Dataset records:
%%

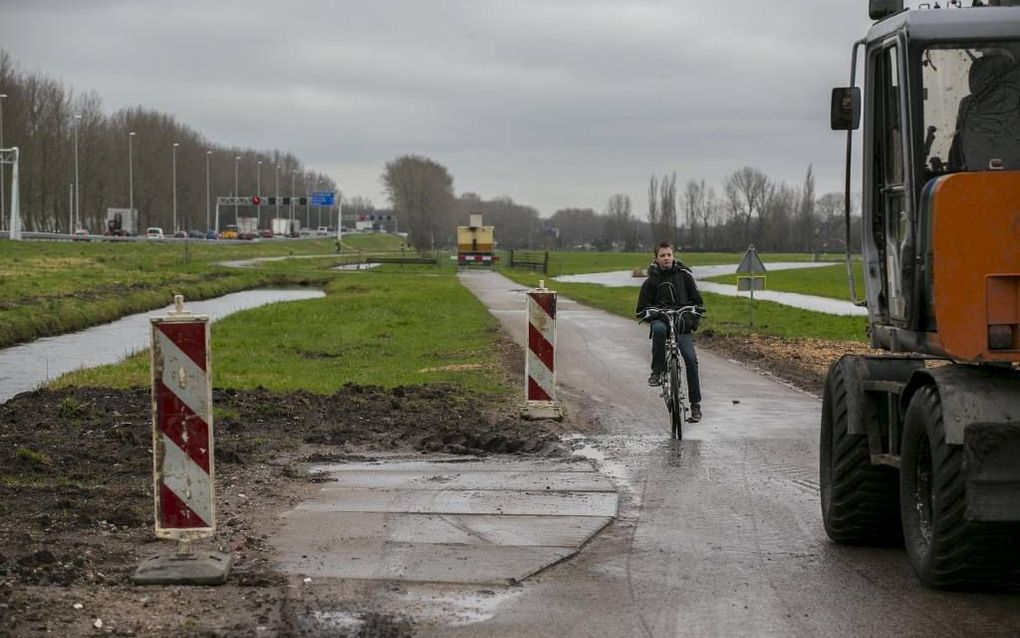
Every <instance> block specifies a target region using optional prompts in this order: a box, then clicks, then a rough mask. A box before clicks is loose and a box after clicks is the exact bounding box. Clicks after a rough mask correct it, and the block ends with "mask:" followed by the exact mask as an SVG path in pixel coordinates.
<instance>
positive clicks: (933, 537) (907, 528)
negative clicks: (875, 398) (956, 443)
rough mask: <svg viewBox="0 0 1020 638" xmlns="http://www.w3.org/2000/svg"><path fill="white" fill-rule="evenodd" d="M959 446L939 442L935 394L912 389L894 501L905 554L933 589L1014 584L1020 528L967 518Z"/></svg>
mask: <svg viewBox="0 0 1020 638" xmlns="http://www.w3.org/2000/svg"><path fill="white" fill-rule="evenodd" d="M963 456H964V453H963V446H960V445H950V444H948V443H946V427H945V425H943V422H942V406H941V402H940V400H939V398H938V392H937V390H936V389H935V388H934V387H933V386H925V387H923V388H921V389H919V390H918V391H917V392H916V393H915V394H914V397H913V399H911V402H910V406H909V407H908V408H907V414H906V418H905V421H904V432H903V456H902V463H901V479H900V500H901V502H902V503H903V506H902V516H903V530H904V540H905V542H906V545H907V556H908V557H909V558H910V565H911V567H913V568H914V572H915V573H916V574H917V578H918V579H919V580H920V581H921V582H922V583H923V584H925V585H927V586H928V587H935V588H939V589H985V588H997V587H1002V586H1006V585H1018V584H1020V557H1018V554H1020V549H1018V546H1017V540H1016V539H1017V538H1018V537H1020V525H1018V524H1017V523H984V522H979V521H968V520H967V519H966V518H965V513H966V508H967V507H966V506H967V486H966V481H965V479H966V475H965V471H964V467H963Z"/></svg>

%%

How to complete this task: No pictures belong in the copy. Repeat the listing above exactly.

Completed task:
Every <instance> block specifies a target region using optional prompts in this order: a box, then clicks, then a rough mask. A box before clicks is loose and a box after clicks is the exact bounding box. Clicks after a rough mask correct it, and the block ends with "mask:" followed by the exact mask as an SVG path in pixel coordinates.
<instance>
positive clicks: (933, 537) (907, 528)
negative clicks: (875, 398) (956, 443)
rough mask: <svg viewBox="0 0 1020 638" xmlns="http://www.w3.org/2000/svg"><path fill="white" fill-rule="evenodd" d="M959 446L939 442L935 394L912 389L894 501L905 554L933 589L1014 584L1020 528L967 518Z"/></svg>
mask: <svg viewBox="0 0 1020 638" xmlns="http://www.w3.org/2000/svg"><path fill="white" fill-rule="evenodd" d="M963 456H964V453H963V446H960V445H950V444H948V443H946V427H945V425H943V422H942V406H941V402H940V400H939V398H938V392H937V390H936V389H935V388H934V387H933V386H925V387H923V388H921V389H919V390H918V391H917V392H916V393H915V394H914V397H913V399H911V402H910V406H909V407H908V408H907V414H906V418H905V421H904V432H903V456H902V463H901V479H900V500H901V502H902V503H903V506H902V516H903V530H904V540H905V542H906V545H907V556H908V557H909V558H910V565H911V567H913V568H914V572H915V573H916V574H917V578H918V579H919V580H920V581H921V582H922V583H923V584H925V585H927V586H928V587H935V588H939V589H985V588H997V587H1002V586H1006V585H1018V584H1020V557H1018V554H1020V549H1018V546H1017V540H1016V539H1017V538H1018V537H1020V525H1018V524H1017V523H984V522H979V521H968V520H967V519H966V518H965V513H966V508H967V507H966V506H967V486H966V481H965V479H966V475H965V471H964V467H963Z"/></svg>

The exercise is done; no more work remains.